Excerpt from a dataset
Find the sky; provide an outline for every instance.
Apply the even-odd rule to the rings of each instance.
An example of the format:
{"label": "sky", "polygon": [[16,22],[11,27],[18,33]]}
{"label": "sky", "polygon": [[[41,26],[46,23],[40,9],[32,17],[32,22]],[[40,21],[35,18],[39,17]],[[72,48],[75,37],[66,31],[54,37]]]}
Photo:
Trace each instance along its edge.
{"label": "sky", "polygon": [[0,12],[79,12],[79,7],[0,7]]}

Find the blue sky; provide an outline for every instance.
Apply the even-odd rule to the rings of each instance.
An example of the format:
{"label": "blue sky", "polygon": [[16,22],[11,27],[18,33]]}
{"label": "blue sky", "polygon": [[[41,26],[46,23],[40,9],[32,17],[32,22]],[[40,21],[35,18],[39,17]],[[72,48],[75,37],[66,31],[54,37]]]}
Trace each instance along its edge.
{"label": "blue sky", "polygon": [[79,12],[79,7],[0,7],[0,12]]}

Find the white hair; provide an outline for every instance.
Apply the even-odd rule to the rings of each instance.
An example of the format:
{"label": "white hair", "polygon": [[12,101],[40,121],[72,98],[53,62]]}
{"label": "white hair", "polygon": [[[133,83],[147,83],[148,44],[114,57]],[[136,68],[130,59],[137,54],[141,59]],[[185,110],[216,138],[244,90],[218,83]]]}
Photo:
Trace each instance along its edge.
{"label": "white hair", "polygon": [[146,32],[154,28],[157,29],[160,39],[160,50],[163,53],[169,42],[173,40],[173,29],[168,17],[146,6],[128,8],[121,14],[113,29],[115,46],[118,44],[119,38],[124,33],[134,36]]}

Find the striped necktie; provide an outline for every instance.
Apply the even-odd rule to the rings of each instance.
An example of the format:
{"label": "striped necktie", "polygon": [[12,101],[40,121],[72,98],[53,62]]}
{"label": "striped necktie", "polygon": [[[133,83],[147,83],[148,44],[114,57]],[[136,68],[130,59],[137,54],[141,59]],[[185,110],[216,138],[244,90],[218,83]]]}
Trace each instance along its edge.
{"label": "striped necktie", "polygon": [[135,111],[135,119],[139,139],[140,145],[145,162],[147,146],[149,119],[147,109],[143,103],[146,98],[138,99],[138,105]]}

• _What this task involves_: Using the data above, repeat every line exactly.

• _Full output_:
Find the sky; provide an outline for every instance.
Apply the even-odd rule to the rings of each instance.
An example of the format:
{"label": "sky", "polygon": [[16,22],[11,27],[18,33]]}
{"label": "sky", "polygon": [[[41,26],[46,23],[40,9],[32,17],[32,22]],[[40,21],[35,18],[39,17]],[[72,48],[75,37],[66,31],[54,37]]]}
Photo:
Trace each instance along its edge.
{"label": "sky", "polygon": [[0,12],[79,12],[79,7],[0,7]]}

Find the blue sky; provide an outline for every instance.
Apply the even-odd rule to the rings of each instance.
An example of the format:
{"label": "blue sky", "polygon": [[16,22],[11,27],[18,33]]}
{"label": "blue sky", "polygon": [[[41,26],[46,23],[40,9],[32,17],[32,22]],[[40,21],[35,18],[39,17]],[[72,48],[75,37],[66,31],[54,37]]]}
Trace each instance along its edge.
{"label": "blue sky", "polygon": [[79,12],[79,7],[0,7],[0,12]]}

Find the white hair; provide an outline for every instance.
Apply the even-odd rule to the rings of each instance.
An example of the format:
{"label": "white hair", "polygon": [[12,101],[40,121],[72,98],[53,62]]}
{"label": "white hair", "polygon": [[[133,83],[147,83],[148,44],[114,57]],[[136,68],[130,59],[137,54],[141,59]],[[185,110],[216,138],[244,90],[218,83]]]}
Photo:
Trace each instance along its edge.
{"label": "white hair", "polygon": [[146,32],[154,28],[157,29],[160,39],[160,50],[163,53],[169,42],[173,40],[173,29],[168,17],[146,6],[128,8],[121,14],[113,29],[115,46],[118,44],[119,38],[124,33],[134,36]]}

Find the striped necktie; provide an outline for every instance.
Apply the even-odd rule to the rings of each instance.
An example of the format:
{"label": "striped necktie", "polygon": [[12,101],[40,121],[72,98],[53,62]]}
{"label": "striped necktie", "polygon": [[[133,83],[147,83],[148,44],[114,57]],[[136,68],[130,59],[137,54],[141,59]],[[185,110],[216,138],[244,90],[218,83]]]}
Trace each instance along its edge.
{"label": "striped necktie", "polygon": [[135,111],[135,119],[139,139],[140,145],[145,162],[147,146],[149,119],[147,109],[143,103],[146,98],[138,99],[138,105]]}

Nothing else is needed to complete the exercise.